--- begin ---

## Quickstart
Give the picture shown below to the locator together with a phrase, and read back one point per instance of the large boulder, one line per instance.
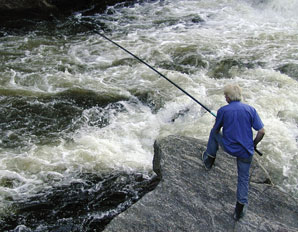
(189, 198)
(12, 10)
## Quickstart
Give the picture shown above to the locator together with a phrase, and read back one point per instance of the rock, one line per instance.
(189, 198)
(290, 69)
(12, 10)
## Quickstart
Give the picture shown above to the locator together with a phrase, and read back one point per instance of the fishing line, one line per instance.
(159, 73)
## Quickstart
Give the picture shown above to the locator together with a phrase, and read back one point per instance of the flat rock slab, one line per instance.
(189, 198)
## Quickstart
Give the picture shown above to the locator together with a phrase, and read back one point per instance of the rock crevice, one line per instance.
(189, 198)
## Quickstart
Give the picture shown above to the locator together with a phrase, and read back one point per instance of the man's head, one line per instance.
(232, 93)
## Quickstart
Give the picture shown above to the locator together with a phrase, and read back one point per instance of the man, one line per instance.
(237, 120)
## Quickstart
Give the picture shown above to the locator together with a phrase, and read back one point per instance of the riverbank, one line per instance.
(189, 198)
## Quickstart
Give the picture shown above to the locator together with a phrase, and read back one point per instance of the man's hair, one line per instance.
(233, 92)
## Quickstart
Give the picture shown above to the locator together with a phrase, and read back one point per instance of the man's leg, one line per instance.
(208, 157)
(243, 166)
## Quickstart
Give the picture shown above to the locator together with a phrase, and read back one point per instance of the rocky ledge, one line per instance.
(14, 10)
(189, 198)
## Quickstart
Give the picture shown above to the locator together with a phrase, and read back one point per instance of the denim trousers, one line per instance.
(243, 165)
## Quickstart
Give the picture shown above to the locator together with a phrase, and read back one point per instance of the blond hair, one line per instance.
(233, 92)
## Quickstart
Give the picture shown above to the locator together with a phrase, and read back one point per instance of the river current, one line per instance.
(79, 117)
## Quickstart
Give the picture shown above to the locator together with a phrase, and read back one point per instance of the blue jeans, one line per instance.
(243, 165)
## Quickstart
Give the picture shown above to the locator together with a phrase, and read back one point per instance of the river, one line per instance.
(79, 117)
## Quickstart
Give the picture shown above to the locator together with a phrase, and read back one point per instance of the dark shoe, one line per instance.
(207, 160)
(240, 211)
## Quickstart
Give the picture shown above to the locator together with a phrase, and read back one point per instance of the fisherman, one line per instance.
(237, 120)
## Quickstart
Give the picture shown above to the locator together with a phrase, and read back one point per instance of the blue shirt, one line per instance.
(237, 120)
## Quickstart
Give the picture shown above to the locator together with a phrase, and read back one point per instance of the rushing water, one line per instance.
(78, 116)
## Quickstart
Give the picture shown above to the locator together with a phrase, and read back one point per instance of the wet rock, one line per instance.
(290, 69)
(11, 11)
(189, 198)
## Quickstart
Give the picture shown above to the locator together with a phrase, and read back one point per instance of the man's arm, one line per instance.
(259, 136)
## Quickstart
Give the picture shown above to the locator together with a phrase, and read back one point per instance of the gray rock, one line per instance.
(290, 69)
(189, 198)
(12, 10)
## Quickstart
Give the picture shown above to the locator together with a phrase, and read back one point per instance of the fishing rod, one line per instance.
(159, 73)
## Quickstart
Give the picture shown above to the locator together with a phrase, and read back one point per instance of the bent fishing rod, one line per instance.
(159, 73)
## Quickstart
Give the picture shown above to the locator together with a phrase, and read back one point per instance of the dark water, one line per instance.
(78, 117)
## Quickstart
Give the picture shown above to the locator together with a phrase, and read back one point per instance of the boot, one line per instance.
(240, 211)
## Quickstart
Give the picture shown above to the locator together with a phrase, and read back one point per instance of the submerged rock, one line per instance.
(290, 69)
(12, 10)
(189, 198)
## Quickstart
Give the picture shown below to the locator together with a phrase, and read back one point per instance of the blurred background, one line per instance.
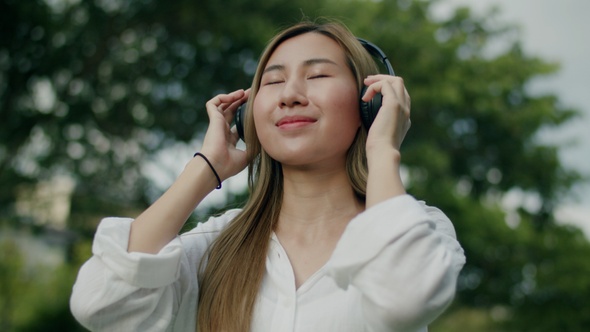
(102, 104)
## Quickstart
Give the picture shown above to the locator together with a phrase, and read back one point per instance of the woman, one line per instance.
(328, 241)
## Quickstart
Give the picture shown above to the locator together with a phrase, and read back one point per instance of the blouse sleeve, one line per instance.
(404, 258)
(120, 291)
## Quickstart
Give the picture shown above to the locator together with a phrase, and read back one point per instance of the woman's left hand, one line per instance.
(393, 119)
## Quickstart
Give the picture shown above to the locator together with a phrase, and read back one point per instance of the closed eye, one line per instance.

--- end ---

* Problem details *
Repeat the records above exactly, leaving out any pictures they contain.

* Full response *
## Quickstart
Give the picture shown below to the locator together with a phrase, and read back one point per instance of the large boulder, one line per instance.
(189, 198)
(12, 10)
## Quickstart
Give the picture shown above to the locator together with a phrase, and read back one point per instance of the rock, one line per instance.
(189, 198)
(290, 69)
(12, 10)
## Quickstart
Give the picture shown above to the locator together with a phrase, and read back one point per instance of the fishing line, one line per instance.
(159, 73)
## Quickstart
Give the picture shown above to the locator together with a phrase, and read back one point per instance of the flat rock slab, one line per instance.
(189, 198)
## Quickstart
Give the picture shown above to the locator together with a phrase, and read back one point per instance of the rock crevice, one line per instance.
(189, 198)
## Quickstart
Give the picture shown above to the locator together with a phrase, and read back one point per instance of the man's head, one line per instance.
(232, 93)
## Quickstart
Give the picture shown above to the locator together with a phrase, and read back one point per instance of the man, one line per instance.
(237, 120)
## Quickstart
Give the picture shown above to the locator together with a phrase, and read back one point per instance of the riverbank, one line per instance.
(189, 198)
## Quickstart
Give the picture shown above to the locator together with a phrase, and read back one point per instance of the man's hair, one line per instance.
(233, 92)
## Quickstart
Give the picture shown above to the locator together with a phrase, and read back one point per instance of the man's leg, one line per instance.
(208, 157)
(243, 166)
## Quickstart
Give the picture shown above to the locator together with a phrase, and read back one point per instance of the rocky ledge, one line per instance.
(14, 10)
(189, 198)
## Quickstart
Give the picture shown above to the locator together with a phrase, and read back one point per instance of the denim trousers, one line per instance.
(243, 165)
## Quickstart
Give the picture shown above to the locator together with a phrase, and read back one point per instance of the blond hair, one line per instance.
(233, 92)
## Quickstart
Give the picture shown above to the locator together with a phrase, and read back one point per instance of the river current, one line per instance.
(79, 117)
## Quickstart
Give the picture shown above to the locator together with a phrase, and read back one point per instance of the blue jeans, one line per instance.
(243, 165)
## Quickstart
Give the picture shown above to the locator together with a phrase, and read back one point per instance of the river, one line per instance.
(79, 117)
## Quickstart
Give the picture shown above to the locator together with a phrase, and read back one point per instance of the dark shoe, one line per instance.
(207, 160)
(240, 211)
## Quickstart
Give the picture shown above to the locator together with a phrase, and read back one point per instance of the fisherman, one line per instance.
(237, 120)
## Quickstart
Give the picture shown above to the locator together with a phrase, and read back one point per instance of the blue shirt, one line per instance.
(237, 120)
## Quickstart
Give the picture shown above to the locator together with a phrase, and read back one point per instance of the rushing water, one line per instance.
(78, 116)
## Quickstart
Give the picture shown above to the locator together with a phrase, and read back one point per instance of the wet rock, one line per instance.
(290, 69)
(11, 11)
(189, 198)
## Quickstart
Give the picture shown above to the locator together with a phrase, and read back one point per instance of the man's arm, one line per instance.
(259, 136)
## Quickstart
Give the picture shown above to the locator together with a phrase, and read back one point per instance of the gray rock, one line per instance.
(290, 69)
(189, 198)
(12, 10)
## Quickstart
Give the picture shown above to the locator together with a phrase, and read back one point per instance of the fishing rod, one line per instance.
(159, 73)
## Quickstart
Give the picture shown above to the locator together with a phrase, and read back one point per instance of the bent fishing rod, one line per instance.
(159, 73)
## Quickstart
Give the picture shown above to the locator together with a phrase, and read back one point per instance of the dark water, one line per instance.
(78, 117)
## Quickstart
Give the picture shown above to the locator together with a phrase, and read back one point per instance of the boot, one line per instance.
(240, 211)
## Quickstart
Give the picture shown above to the locator together with a phrase, and read back one point per instance of the submerged rock, one line per instance.
(290, 69)
(12, 10)
(189, 198)
## Quickstart
Give the picture shown below to the locator together with a phrase, and read back one point per instance of the blurred background, one line per instance.
(102, 104)
## Quickstart
Give the picture shown above to the locator together with a phrase, and read back one point per instance of the woman, one line per instance.
(328, 241)
## Quickstart
Give the picture shown above to the locator together with a phrase, and read back one point per instance of the blouse sleeve, one line per instance.
(404, 258)
(120, 291)
## Quickstart
Give the picture shown above to the locator together with a phrase, and read back one point per instance of the woman's left hand, one line per instance.
(393, 119)
## Quickstart
Give the picture shown above to the locator together with a phrase, and read back one point per instance of the closed eye, one line per instance.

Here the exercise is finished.